'''

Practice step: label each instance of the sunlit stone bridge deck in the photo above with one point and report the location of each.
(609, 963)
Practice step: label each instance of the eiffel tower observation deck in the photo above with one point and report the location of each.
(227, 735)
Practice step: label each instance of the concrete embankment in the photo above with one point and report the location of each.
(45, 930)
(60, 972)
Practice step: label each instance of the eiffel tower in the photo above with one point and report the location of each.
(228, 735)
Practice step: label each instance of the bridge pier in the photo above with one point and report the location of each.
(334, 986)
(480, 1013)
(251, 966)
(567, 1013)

'''

Task brief —
Rewrite all of the data above, swapping each "eiffel tower" for "Eiffel Tower" and changing nothing else.

The completed task —
Practice step: label each instance of the sunlit stone bridge deck in the photo above with one point and report the location of each.
(609, 963)
Practice step: label each instance of the Eiffel Tower observation deck in the photo above with one point and report the location of each.
(227, 735)
Practice step: label each instance of the concrete embankment in the photo above with one point and report the location of each.
(45, 930)
(60, 972)
Practice step: label each instance of the Eiffel Tower in the photo above with one point and report the location of each.
(228, 735)
Practice step: label each instance of the bridge pier in the photo above with one point and report the location of each.
(334, 986)
(480, 1013)
(251, 966)
(567, 1013)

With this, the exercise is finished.